▶ [PROBLEM]: Can you lay out the rows below as a JSON list of strings, one string per line with blank lines omitted, covering only the lines from the one containing "locate the concrete driveway" up to and including the final line of the rows?

..............................

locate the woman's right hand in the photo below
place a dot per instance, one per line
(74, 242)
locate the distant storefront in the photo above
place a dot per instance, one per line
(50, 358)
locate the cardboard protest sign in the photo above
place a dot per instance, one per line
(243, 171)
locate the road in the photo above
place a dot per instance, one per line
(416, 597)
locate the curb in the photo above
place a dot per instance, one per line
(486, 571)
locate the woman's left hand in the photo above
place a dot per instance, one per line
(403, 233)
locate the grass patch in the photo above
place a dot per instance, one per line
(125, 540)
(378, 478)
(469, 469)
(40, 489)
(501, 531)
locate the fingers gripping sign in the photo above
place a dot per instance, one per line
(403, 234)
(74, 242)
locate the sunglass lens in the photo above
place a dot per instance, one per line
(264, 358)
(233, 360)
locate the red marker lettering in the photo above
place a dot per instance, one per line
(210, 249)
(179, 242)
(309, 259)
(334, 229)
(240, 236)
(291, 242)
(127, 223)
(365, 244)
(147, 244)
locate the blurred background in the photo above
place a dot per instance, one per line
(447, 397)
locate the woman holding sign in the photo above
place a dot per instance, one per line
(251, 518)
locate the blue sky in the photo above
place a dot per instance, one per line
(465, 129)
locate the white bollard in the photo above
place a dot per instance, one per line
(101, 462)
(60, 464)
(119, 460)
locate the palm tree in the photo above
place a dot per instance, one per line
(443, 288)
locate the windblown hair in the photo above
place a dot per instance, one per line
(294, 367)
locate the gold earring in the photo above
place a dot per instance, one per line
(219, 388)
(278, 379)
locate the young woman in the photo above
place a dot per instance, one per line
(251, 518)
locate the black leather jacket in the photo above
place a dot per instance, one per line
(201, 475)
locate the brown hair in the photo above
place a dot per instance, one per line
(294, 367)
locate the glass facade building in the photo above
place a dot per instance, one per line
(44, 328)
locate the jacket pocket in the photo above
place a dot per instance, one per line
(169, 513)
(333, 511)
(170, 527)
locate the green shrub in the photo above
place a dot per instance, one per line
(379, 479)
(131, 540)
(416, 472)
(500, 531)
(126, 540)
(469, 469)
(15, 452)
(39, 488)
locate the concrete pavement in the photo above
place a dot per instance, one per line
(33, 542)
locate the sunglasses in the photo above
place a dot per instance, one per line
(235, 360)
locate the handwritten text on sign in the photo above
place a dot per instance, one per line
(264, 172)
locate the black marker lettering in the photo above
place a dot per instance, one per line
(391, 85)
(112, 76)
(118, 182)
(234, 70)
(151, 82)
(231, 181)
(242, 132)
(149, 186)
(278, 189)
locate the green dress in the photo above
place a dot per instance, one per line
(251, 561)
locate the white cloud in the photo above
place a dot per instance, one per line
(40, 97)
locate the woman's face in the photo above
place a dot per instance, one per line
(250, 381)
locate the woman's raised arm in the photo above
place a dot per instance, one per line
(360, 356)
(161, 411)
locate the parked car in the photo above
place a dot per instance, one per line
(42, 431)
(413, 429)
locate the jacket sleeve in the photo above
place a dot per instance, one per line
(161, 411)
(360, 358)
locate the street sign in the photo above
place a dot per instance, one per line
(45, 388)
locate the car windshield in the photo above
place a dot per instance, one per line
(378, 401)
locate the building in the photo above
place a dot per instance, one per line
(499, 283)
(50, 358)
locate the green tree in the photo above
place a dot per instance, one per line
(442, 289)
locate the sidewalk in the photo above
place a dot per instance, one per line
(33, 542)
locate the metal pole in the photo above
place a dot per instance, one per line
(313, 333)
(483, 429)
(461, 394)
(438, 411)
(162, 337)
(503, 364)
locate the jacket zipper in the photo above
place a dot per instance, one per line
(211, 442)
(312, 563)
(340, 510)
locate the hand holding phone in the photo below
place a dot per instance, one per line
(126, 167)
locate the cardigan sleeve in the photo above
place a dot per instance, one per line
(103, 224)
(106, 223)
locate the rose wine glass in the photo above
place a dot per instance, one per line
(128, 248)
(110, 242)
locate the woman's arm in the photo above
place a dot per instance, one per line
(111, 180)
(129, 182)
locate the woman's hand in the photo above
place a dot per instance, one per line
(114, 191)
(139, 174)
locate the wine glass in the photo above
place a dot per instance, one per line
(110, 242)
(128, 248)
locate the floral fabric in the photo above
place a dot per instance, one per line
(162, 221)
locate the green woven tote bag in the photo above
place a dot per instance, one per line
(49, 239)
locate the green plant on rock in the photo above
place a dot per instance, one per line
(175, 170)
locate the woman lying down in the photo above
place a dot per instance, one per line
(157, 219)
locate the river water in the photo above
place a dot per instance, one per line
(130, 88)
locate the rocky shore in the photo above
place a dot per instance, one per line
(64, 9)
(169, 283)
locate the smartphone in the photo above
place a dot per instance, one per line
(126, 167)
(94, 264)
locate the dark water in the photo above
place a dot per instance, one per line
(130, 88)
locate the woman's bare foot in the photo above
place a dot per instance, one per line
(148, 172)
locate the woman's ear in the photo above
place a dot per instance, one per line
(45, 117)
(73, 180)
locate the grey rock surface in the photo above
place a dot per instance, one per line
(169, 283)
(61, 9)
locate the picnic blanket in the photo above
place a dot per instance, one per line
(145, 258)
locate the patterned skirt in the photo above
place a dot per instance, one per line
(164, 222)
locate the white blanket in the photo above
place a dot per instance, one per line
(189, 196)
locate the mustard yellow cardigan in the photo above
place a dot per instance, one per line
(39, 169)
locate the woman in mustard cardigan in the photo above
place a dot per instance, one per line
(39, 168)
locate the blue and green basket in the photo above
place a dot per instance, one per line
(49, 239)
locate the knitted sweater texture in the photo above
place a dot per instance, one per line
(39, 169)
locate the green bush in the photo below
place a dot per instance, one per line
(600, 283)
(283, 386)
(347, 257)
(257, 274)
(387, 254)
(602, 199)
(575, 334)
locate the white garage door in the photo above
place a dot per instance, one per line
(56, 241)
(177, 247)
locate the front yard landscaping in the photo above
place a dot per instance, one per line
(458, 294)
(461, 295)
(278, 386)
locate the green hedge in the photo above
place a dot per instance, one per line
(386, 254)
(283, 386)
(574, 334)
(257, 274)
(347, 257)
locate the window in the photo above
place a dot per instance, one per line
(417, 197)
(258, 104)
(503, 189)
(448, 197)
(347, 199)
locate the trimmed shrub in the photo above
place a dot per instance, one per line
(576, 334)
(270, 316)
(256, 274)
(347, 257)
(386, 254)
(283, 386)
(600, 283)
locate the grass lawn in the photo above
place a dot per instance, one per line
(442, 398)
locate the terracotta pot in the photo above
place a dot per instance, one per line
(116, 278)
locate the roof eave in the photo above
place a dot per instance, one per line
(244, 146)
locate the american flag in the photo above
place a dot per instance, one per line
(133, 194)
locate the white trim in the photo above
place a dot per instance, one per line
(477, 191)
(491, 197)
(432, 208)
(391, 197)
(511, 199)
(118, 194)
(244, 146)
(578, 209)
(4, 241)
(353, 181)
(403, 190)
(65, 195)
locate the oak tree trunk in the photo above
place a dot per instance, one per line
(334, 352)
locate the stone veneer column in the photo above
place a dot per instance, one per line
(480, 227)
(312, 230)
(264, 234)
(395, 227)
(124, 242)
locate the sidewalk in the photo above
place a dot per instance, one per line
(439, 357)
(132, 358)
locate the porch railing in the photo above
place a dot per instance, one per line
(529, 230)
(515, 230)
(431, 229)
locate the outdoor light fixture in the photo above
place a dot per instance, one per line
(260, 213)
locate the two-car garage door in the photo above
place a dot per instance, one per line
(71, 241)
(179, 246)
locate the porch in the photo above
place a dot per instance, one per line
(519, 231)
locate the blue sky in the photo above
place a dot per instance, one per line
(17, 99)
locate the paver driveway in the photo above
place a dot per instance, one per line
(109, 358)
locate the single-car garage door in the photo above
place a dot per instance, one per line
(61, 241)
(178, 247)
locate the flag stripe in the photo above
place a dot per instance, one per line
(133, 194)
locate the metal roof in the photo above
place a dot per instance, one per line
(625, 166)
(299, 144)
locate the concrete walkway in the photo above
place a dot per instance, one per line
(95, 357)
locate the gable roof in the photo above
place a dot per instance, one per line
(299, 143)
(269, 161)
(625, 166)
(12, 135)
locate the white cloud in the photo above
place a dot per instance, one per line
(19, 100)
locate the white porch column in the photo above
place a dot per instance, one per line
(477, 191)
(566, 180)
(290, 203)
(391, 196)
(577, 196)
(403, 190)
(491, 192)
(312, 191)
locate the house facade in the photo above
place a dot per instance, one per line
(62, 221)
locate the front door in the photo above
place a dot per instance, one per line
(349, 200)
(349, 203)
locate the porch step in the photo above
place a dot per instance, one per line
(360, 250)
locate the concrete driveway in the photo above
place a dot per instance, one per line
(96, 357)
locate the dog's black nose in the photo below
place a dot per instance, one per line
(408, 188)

..............................

▶ [RESULT BELOW]:
[
  "locate the concrete driveway in the photo above",
  "place a dot per instance, one per line",
  "(96, 357)",
  "locate the dog's black nose in the photo below",
  "place a dot per instance, one per line",
  "(408, 188)"
]